_Set problem_.
Rewrite the stretch of the records below from the line "A point falls on each instance of the brown rock" through the end of the records, keeping every line, and shift each number in the coordinates by -57.

Location identification items
"""

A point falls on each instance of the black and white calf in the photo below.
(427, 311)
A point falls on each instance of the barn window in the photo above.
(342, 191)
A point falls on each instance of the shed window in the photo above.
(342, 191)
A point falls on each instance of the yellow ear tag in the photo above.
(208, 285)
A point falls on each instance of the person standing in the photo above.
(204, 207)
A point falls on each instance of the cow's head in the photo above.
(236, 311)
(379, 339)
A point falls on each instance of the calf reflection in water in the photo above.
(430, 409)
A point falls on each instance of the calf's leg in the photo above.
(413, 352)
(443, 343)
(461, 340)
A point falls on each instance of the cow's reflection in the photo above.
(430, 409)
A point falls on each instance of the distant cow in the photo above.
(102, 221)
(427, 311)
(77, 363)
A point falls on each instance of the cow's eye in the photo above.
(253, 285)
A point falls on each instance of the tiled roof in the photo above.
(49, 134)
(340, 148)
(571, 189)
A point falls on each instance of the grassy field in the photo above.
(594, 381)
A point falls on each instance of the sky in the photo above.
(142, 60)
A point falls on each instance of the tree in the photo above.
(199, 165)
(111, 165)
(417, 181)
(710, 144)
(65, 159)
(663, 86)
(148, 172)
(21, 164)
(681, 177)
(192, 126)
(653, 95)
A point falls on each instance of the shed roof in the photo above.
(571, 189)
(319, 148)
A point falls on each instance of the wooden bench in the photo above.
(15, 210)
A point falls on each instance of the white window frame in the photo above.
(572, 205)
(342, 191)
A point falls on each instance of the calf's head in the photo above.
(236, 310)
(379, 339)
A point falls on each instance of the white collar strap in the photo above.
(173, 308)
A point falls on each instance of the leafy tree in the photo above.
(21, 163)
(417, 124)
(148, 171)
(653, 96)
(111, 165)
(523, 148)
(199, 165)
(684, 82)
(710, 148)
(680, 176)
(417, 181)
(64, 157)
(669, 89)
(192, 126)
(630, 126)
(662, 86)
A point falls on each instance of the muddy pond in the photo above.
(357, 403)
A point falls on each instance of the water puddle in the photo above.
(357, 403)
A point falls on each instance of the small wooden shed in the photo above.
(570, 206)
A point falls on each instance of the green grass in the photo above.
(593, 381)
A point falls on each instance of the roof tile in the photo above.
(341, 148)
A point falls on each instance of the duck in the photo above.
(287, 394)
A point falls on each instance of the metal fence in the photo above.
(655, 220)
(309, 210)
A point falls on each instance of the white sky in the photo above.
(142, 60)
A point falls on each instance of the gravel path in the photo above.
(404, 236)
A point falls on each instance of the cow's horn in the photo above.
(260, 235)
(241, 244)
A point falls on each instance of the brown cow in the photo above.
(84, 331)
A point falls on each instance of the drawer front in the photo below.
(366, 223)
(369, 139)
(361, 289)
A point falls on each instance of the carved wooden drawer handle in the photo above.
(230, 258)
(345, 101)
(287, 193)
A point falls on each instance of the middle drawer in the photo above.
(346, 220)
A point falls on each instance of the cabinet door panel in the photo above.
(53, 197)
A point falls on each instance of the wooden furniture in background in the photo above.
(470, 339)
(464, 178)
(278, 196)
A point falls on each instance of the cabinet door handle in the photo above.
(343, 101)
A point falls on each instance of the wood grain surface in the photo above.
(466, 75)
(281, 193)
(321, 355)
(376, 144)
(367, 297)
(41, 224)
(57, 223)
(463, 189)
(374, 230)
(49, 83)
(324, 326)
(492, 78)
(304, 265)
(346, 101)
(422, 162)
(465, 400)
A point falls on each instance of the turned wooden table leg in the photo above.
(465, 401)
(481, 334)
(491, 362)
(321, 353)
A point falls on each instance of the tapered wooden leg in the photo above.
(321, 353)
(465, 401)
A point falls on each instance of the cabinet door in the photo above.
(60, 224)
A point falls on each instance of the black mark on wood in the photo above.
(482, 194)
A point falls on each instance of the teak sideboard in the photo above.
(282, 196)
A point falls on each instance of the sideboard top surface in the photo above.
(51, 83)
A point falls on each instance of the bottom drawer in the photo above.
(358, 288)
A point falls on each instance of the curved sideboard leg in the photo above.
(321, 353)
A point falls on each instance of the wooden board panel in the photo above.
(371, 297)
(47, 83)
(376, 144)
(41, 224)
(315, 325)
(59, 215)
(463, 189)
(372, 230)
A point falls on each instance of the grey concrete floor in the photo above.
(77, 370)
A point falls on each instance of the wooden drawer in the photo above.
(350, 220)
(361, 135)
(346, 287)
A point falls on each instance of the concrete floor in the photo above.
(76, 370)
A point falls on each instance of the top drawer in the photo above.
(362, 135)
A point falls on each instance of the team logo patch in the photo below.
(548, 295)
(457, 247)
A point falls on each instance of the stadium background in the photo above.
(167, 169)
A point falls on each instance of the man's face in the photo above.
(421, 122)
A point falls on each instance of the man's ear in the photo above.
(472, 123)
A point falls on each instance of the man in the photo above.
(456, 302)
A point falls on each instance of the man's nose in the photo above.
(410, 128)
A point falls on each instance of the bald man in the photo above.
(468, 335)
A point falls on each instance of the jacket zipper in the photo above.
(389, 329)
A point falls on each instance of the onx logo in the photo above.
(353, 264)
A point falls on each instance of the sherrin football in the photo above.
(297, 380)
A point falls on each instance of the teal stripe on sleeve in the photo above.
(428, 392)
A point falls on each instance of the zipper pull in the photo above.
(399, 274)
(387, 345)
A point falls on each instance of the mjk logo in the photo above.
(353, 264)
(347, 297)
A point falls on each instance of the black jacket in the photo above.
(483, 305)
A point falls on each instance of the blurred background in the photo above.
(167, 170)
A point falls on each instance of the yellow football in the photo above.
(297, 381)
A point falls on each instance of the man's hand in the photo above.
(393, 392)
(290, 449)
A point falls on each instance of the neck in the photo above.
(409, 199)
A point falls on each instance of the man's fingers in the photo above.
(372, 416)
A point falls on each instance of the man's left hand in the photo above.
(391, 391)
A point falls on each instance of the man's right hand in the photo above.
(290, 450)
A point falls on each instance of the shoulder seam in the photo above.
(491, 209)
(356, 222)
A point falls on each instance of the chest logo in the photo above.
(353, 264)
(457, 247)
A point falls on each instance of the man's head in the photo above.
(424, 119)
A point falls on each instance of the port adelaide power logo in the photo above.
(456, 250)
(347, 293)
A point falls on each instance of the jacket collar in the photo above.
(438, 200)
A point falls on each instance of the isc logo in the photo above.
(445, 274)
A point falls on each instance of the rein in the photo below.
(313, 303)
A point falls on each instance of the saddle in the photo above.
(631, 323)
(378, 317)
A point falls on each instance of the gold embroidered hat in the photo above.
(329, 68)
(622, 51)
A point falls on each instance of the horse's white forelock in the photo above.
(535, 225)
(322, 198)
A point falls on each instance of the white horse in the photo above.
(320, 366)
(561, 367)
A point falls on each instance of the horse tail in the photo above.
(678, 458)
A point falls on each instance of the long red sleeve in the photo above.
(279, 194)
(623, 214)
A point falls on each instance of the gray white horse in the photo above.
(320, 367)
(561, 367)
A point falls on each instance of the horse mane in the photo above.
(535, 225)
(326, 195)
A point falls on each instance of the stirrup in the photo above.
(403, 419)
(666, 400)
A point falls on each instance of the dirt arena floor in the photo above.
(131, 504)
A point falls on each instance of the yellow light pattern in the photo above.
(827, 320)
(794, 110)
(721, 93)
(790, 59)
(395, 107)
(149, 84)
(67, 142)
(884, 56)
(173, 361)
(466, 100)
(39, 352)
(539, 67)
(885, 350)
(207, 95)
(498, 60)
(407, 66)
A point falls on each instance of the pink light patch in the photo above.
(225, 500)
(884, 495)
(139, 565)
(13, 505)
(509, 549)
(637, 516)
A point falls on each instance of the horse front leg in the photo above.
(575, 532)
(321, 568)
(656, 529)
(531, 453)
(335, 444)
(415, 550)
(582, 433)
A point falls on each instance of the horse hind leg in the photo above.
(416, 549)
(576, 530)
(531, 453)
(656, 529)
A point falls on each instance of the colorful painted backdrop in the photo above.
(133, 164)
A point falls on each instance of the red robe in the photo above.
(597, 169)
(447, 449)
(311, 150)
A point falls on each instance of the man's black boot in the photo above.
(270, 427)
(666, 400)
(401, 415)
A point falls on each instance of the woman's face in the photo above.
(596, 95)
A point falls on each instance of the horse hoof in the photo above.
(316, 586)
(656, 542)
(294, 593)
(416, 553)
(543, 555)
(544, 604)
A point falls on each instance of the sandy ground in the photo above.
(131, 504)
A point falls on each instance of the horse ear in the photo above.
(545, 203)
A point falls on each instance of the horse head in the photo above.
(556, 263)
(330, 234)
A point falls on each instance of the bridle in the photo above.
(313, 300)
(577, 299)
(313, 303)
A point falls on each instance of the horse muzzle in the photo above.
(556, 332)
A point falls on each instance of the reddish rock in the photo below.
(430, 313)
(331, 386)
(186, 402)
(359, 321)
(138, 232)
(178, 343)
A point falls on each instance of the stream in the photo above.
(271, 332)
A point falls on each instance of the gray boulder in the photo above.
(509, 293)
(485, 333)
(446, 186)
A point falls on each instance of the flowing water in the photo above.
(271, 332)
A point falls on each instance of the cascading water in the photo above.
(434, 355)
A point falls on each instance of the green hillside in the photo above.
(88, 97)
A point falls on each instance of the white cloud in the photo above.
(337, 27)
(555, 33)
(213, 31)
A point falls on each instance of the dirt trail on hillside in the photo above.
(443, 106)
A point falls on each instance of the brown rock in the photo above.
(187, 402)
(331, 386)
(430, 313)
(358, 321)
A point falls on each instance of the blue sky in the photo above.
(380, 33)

"""

_Result_.
A point falls on each instance of the brown rock in the photo above.
(130, 345)
(274, 329)
(373, 256)
(301, 264)
A point falls on each instance of the blue sky in the photo above.
(323, -24)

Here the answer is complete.